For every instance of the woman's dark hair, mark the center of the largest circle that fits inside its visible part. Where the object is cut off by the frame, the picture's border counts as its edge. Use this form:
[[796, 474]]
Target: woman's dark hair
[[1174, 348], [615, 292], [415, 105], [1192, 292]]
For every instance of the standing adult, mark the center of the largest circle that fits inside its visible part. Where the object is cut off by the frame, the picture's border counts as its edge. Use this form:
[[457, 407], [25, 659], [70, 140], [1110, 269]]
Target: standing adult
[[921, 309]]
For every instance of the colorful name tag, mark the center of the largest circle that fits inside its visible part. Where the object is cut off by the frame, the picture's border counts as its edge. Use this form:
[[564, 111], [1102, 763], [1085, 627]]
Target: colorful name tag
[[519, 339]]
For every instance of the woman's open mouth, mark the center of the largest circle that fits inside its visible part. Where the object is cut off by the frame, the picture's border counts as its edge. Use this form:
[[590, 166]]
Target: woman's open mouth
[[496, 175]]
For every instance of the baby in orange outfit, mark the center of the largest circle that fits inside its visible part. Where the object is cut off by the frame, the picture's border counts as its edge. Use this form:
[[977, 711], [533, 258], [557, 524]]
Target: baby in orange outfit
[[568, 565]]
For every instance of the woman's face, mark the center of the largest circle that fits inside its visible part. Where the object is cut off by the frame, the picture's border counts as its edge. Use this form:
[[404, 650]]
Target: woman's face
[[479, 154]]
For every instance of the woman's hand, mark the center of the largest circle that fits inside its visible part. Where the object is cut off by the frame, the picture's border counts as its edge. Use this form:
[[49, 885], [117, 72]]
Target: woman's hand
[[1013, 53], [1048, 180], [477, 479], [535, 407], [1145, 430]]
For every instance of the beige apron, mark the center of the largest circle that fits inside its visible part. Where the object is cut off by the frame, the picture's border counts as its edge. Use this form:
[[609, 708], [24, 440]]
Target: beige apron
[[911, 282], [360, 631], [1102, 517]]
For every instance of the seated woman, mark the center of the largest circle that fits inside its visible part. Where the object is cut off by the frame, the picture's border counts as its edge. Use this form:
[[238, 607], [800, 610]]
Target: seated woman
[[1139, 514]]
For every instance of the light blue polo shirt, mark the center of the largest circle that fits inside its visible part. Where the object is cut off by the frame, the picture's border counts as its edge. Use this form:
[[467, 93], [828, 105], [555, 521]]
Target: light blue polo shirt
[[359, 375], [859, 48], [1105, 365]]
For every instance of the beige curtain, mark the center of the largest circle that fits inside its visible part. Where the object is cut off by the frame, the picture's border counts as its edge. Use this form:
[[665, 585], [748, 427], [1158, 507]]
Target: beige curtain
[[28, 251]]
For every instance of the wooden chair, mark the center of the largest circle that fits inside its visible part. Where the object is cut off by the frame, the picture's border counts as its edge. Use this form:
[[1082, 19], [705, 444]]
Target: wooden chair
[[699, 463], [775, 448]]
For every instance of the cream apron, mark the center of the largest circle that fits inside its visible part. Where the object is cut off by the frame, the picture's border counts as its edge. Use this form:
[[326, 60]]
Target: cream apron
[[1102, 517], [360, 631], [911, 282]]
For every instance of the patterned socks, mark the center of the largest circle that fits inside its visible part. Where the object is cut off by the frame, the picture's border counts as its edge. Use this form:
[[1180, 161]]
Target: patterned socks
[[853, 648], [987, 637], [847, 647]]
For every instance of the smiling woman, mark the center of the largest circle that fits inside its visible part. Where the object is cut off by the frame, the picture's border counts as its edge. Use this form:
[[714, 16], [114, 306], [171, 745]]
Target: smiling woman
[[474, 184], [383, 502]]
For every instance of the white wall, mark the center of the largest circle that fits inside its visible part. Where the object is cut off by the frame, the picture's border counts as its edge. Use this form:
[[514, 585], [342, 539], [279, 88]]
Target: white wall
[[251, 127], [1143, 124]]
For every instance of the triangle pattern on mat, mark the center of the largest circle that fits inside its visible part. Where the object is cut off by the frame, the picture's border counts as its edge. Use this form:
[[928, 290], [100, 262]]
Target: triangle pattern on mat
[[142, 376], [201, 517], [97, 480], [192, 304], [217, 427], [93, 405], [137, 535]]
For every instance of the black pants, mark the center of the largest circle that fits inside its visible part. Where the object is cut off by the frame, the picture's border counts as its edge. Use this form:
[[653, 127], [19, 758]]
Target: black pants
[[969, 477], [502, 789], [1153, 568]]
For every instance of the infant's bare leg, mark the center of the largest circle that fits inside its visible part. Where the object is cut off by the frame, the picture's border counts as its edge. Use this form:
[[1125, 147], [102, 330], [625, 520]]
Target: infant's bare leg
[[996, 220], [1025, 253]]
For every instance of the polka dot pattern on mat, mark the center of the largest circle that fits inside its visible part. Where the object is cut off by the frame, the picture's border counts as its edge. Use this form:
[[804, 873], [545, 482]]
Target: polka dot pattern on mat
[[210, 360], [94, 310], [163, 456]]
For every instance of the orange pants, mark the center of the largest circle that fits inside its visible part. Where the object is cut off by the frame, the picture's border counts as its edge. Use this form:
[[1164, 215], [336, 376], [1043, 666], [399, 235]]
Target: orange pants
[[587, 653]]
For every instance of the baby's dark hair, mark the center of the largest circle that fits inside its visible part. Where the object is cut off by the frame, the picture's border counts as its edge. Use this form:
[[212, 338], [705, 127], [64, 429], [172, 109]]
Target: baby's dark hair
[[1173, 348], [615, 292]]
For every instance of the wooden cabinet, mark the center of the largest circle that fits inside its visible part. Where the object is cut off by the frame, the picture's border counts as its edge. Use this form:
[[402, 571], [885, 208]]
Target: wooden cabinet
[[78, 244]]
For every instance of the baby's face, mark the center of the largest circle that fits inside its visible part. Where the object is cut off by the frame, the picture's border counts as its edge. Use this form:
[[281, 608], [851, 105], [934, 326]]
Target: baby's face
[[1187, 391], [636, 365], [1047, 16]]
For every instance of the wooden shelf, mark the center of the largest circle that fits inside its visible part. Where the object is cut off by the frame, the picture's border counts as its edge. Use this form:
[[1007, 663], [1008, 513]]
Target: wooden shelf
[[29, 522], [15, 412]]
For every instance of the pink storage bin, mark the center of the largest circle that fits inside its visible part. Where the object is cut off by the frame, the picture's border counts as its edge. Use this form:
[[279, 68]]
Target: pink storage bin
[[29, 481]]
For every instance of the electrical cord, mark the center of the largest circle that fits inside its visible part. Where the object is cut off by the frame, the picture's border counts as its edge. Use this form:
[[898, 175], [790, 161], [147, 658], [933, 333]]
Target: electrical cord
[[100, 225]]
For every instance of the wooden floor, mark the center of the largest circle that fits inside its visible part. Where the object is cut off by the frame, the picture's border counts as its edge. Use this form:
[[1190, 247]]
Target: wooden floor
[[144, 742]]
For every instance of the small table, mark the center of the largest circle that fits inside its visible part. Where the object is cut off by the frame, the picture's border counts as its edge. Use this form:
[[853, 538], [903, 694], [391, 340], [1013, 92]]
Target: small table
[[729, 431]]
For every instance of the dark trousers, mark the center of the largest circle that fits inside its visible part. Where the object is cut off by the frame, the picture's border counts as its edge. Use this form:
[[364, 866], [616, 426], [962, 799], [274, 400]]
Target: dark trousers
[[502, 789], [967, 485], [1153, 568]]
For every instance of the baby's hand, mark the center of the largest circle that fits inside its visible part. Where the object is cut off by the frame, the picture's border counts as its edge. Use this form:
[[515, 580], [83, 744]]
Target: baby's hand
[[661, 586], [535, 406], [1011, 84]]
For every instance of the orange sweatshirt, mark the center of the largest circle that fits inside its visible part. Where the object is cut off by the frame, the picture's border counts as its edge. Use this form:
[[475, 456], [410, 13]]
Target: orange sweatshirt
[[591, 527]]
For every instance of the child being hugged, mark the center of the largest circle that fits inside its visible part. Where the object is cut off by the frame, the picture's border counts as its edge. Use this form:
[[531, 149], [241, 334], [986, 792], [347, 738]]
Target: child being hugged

* _The task_
Take the lines above from the one containing "For every instance of the beige apron, mark" to the one containing "For every instance of the seated" and retype them exactly, both ends included, with nothing added.

* _Result below_
For every instance of the beige apron, mark the center of the largest circle that fits inside its visible part. Where the object is cut off by the frame, the picture's border counts as its edge. Use this form:
[[609, 708], [24, 440]]
Target: beige apron
[[911, 282], [360, 631], [1102, 517]]
For every instance of the seated woman, mark the center of the largest circle that fits inside its visible part. Where the object is cut off by the frame, the picture's border counts as its edge. Use this form:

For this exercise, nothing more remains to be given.